• TASK INSTRUCTIONS
Pictures in the records should not be copied, but every other part must be repeated exactly.

##############################

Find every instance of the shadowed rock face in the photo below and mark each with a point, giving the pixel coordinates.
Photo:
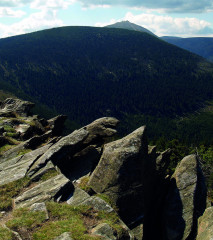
(128, 175)
(77, 154)
(11, 106)
(205, 228)
(120, 171)
(185, 200)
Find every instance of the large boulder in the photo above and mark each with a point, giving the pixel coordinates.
(76, 154)
(17, 167)
(205, 227)
(56, 188)
(120, 171)
(11, 106)
(186, 200)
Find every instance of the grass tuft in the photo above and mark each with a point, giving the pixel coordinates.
(10, 190)
(5, 234)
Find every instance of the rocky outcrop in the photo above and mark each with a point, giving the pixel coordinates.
(126, 177)
(77, 154)
(105, 231)
(56, 124)
(55, 188)
(120, 172)
(205, 227)
(11, 106)
(186, 200)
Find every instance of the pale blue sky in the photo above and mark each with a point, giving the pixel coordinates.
(184, 18)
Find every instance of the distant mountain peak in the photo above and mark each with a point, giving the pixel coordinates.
(130, 26)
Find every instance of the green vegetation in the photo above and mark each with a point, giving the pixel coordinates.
(8, 128)
(85, 65)
(113, 220)
(107, 199)
(5, 148)
(5, 234)
(9, 191)
(23, 218)
(199, 45)
(62, 218)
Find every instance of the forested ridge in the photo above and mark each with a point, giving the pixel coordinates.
(89, 72)
(202, 46)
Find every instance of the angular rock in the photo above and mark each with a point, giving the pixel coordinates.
(56, 188)
(205, 227)
(32, 143)
(18, 167)
(120, 172)
(64, 236)
(39, 207)
(138, 232)
(57, 124)
(11, 106)
(78, 197)
(73, 155)
(100, 129)
(162, 161)
(64, 148)
(98, 204)
(186, 200)
(105, 231)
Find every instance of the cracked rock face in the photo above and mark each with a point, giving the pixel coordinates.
(54, 188)
(10, 106)
(205, 227)
(120, 171)
(185, 201)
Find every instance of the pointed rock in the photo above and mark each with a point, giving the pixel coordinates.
(119, 173)
(205, 227)
(186, 200)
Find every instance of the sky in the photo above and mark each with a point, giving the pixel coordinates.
(182, 18)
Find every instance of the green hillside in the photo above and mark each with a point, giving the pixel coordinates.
(202, 46)
(88, 72)
(129, 26)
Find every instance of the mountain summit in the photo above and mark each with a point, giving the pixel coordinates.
(129, 26)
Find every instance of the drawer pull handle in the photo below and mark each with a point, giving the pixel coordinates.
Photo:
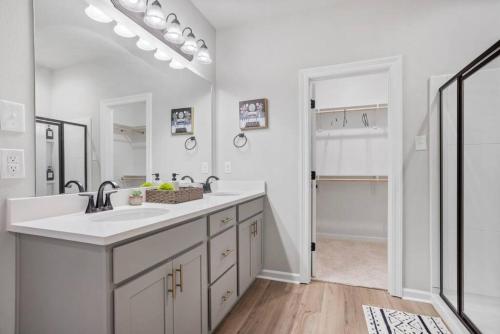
(253, 230)
(226, 296)
(181, 276)
(227, 252)
(173, 286)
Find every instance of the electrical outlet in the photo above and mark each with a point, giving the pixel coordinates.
(227, 167)
(12, 164)
(12, 116)
(204, 167)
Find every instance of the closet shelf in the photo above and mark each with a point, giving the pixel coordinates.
(336, 133)
(367, 107)
(353, 178)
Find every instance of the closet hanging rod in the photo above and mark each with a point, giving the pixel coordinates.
(353, 178)
(353, 108)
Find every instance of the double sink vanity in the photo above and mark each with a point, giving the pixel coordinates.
(156, 268)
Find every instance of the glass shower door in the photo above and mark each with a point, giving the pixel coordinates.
(481, 202)
(470, 193)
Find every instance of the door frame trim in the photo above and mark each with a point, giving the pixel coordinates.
(394, 67)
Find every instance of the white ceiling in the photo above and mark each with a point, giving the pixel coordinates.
(227, 13)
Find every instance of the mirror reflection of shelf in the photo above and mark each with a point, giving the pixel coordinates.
(353, 178)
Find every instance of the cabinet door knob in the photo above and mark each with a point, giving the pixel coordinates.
(181, 277)
(173, 284)
(226, 296)
(227, 252)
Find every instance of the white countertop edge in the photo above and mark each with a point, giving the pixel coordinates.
(109, 240)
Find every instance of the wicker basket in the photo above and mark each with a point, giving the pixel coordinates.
(173, 197)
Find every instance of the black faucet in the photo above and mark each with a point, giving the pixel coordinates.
(99, 204)
(188, 177)
(81, 188)
(206, 185)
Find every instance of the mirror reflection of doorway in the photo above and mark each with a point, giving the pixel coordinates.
(125, 132)
(61, 155)
(129, 144)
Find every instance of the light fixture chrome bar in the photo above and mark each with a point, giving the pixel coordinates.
(138, 18)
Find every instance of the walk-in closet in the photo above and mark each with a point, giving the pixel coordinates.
(351, 158)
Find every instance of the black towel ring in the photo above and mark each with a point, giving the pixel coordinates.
(190, 143)
(235, 140)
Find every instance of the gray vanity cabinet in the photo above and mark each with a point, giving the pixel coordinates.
(176, 290)
(249, 251)
(145, 305)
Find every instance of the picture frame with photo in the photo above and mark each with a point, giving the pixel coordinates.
(182, 121)
(253, 114)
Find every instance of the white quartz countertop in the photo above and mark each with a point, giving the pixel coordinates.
(86, 228)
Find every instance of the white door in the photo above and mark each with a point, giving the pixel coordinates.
(314, 176)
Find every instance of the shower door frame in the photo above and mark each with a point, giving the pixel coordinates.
(60, 124)
(485, 58)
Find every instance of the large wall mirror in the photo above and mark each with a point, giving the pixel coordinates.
(106, 110)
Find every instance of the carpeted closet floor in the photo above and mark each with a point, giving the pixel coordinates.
(352, 262)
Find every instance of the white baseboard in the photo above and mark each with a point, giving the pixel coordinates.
(350, 237)
(417, 295)
(280, 276)
(452, 322)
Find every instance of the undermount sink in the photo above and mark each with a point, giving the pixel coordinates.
(224, 193)
(130, 214)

##############################

• RESPONSE TO THIS EXERCISE
Find every instance of the shadowed rock face in the photo below and mark each with a point, giving the pixel coordinates.
Photo:
(128, 175)
(77, 154)
(11, 106)
(205, 228)
(120, 171)
(185, 200)
Find every instance of the large boulder in the photo above and mark each with a point, giving the pixel coordinates.
(76, 154)
(17, 167)
(205, 227)
(56, 188)
(120, 171)
(11, 106)
(186, 200)
Find every instance of the grass tuft in the photo above and mark each with a point, giving the pixel coordinates.
(10, 190)
(5, 234)
Find every instance of the rocky outcrop in the photo above and mark each with a point, giving the pixel coordinates.
(126, 177)
(77, 154)
(105, 231)
(56, 124)
(55, 188)
(120, 172)
(205, 227)
(11, 106)
(186, 200)
Find every instance of the pale blue sky in the photo above and mark each with a point, giving the pixel coordinates.
(184, 18)
Find every instance of the distant mountain peak in the photo above and mark each with a point, giving the pixel coordinates.
(130, 26)
Find every instance of the green vegetation in the photo above and mark each with a point, giving the pixel coordinates.
(8, 128)
(85, 65)
(113, 220)
(107, 199)
(5, 148)
(5, 234)
(9, 191)
(23, 218)
(199, 45)
(62, 218)
Find every instance of the forested ridge in the photo above and mark each with a point, giving the pixel coordinates.
(89, 72)
(202, 46)
Find every instance of the angular rock in the photo above and mark each with a point, giving the pixel coordinates.
(56, 188)
(205, 227)
(32, 143)
(18, 167)
(120, 172)
(64, 236)
(39, 207)
(138, 232)
(57, 124)
(11, 106)
(78, 197)
(73, 155)
(100, 129)
(162, 161)
(64, 148)
(98, 204)
(186, 200)
(105, 231)
Find every instance of the cracked rock face in the photo above and mark each with a point, giving the pixel coordinates.
(54, 188)
(10, 106)
(205, 227)
(120, 171)
(185, 201)
Find every instance of the pointed rock in the photo above and mark each with a point, giving the pixel coordinates.
(119, 173)
(205, 227)
(186, 200)
Find every instance of the sky in the photo above and mark each with a point, giving the pixel coordinates.
(182, 18)
Find every instance of the green hillside in the photo above and mark each with a point, giving the pixel coordinates.
(202, 46)
(88, 72)
(129, 26)
Find every instance of the mountain summit in the photo above and mark each with a point, giving the pixel coordinates.
(129, 26)
Find every instance of the drawer pull handle in the photo below and mark each with a point, giving the pixel coordinates.
Photo:
(253, 230)
(226, 296)
(181, 276)
(227, 252)
(173, 286)
Find every instance of the electrical outlet in the photo above and mark each with a point, giving the pixel coordinates.
(227, 167)
(12, 164)
(12, 116)
(204, 167)
Find every instance of the closet shelf in the photo above and mark each with a point, giving the pixel coordinates.
(336, 133)
(367, 107)
(353, 178)
Find every instance of the closet hanging rod in the photo above and mark each with a point, giving the pixel coordinates.
(353, 178)
(353, 108)
Find every instance of the double sink vanity in the photo above and mark each with a point, giving the pixel coordinates.
(156, 268)
Find every instance of the glass shower door in the photo above and mark each with a point, giving the pixel coordinates.
(481, 202)
(470, 193)
Find every instance of the door frame trim in the photo above and mark each with a point, giving the pixel coordinates.
(394, 67)
Find every instance of the white ceiling in the photo above and mark each with a point, giving the pixel coordinates.
(227, 13)
Find every instance of the mirror reflection of shelf in the photo above and mark each with a point, giving the pixel coordinates.
(353, 178)
Find every instance of the cabinet door knob in the photo above and mark each with a point, giving the pixel coordinates.
(181, 277)
(173, 284)
(226, 296)
(227, 252)
Find every instance of the white countertop edge in the photo above and mark each with a point, giving the pixel coordinates.
(109, 240)
Find every instance of the wicker basket in the photo above and mark each with a point, giving the pixel coordinates.
(173, 197)
Find every instance of the black faucet in the photo above and mark each with a point, giving the pixel coordinates.
(99, 204)
(188, 177)
(81, 188)
(206, 185)
Find every instance of the mirror reflection of doorway in the photo above and mark each with a point, giving the pixel coordinates.
(125, 132)
(61, 155)
(129, 144)
Find every instance of the light fixture chrome bar in the photo above and mark each with a point, giving the pixel coordinates.
(138, 18)
Find every instance of the walk-in closet in the photo above and mark each with a point, giving the pixel coordinates.
(351, 158)
Find every instance of the black towel ring in the photo above and mark each with a point, giving the pixel coordinates.
(190, 143)
(235, 140)
Find every instance of the gray vanity cabinet in the photo above and mark each with a point, giving the pixel coordinates.
(176, 290)
(249, 251)
(145, 305)
Find every instance of the picture frame with photo in the photo above and mark each with a point, giving the pixel coordinates.
(182, 121)
(253, 114)
Find every instance of the white quartz countertop in the photo above and mark each with a point, giving the pixel coordinates.
(86, 228)
Find every instance of the white door in the photo above and mark each with a point, giving the pixel coordinates.
(314, 176)
Find every instance of the shower door frame in the photo above and mark each with a point, giving the pixel coordinates.
(60, 124)
(485, 58)
Find every instance of the large wall mirror in the photo above and mark each with a point, giving the pixel coordinates.
(106, 110)
Find every instance of the carpeted closet floor in the photo above and mark each with a point, giving the pixel coordinates.
(352, 262)
Find every instance of the white baseboard in the photo above and mark each with a point, giving the pixel coordinates.
(350, 237)
(417, 295)
(280, 276)
(452, 322)
Find every instance of the undermount sink in the photo above and mark each with a point, giving the pixel coordinates.
(224, 193)
(130, 214)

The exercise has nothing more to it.